Please write out the lines below as a numbered list, omitting any blank lines.

Begin RECORDS SHOWN

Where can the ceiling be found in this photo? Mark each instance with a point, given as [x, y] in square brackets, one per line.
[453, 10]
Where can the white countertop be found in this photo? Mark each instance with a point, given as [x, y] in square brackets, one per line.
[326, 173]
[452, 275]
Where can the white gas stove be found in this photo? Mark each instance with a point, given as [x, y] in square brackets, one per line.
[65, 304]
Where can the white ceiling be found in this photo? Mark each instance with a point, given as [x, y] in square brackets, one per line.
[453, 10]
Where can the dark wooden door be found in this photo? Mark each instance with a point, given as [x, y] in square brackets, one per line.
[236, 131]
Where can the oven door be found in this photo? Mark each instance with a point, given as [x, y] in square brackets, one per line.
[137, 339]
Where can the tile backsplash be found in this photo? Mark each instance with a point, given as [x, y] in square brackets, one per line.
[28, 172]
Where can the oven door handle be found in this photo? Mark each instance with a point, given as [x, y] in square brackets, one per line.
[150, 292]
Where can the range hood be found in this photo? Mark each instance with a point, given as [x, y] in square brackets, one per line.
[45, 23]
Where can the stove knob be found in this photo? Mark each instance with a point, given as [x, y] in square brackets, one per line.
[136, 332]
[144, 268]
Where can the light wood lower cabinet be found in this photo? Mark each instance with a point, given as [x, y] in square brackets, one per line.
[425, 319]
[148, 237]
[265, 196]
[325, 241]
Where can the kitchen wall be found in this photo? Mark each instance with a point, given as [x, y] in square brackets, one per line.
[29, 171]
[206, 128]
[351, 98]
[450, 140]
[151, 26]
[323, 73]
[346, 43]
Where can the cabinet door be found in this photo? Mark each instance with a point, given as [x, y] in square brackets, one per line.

End RECORDS SHOWN

CORRECT ANSWER:
1. Where can the ceiling be found in this photo? Mark each instance with a point, given as [x, y] in square brackets, one per line.
2. [453, 10]
3. Where can the white countertop be found in this photo? Mark each instance with a point, given as [x, y] in square brackets, one per line.
4. [326, 173]
5. [452, 275]
6. Where can the white gas stove be found in this photo? Mark each instance with a point, given as [x, y] in square brackets, one per line.
7. [65, 304]
8. Where can the white ceiling be found in this photo? Mark each instance with a point, given as [x, y] in square brackets, one per line.
9. [453, 10]
10. Where can the dark wooden door be found in this photo? Mark each instance with a point, given as [x, y] in square brackets, one per line.
11. [236, 131]
12. Where can the oven door be found in this photo? Mark each instance with a point, given as [x, y] in square brackets, one per line.
13. [137, 339]
14. Where can the tile backsplash be found in this photo? Mark each instance with a point, given as [x, y] in square brackets, one per line.
15. [28, 172]
16. Where can the oven door handle be found in this photo? Mark each instance with a point, given as [x, y] in square brackets, one per line.
17. [150, 292]
18. Where can the range hood be found in this photo? Mark each instance with a point, given as [x, y] in square brackets, one per line.
19. [45, 23]
20. Where can the stove knob be found in this photo? Mark each instance with a point, given as [x, y] in square brackets, one per line.
21. [136, 332]
22. [144, 268]
23. Where can the light wood lower cabinet be found in this photo? Mark each instance with a point, given as [x, y] in square brackets, one per line.
24. [425, 319]
25. [148, 237]
26. [265, 196]
27. [325, 241]
28. Where can the kitchen wall be found in this photo? Mark each instance with a point, given as [x, y] in square brackets, one per line.
29. [29, 171]
30. [206, 128]
31. [351, 98]
32. [450, 140]
33. [151, 26]
34. [323, 73]
35. [346, 43]
36. Where can the cabinet door be found in this photo? Mark each instance with a point, given as [x, y] in square brackets, one per line.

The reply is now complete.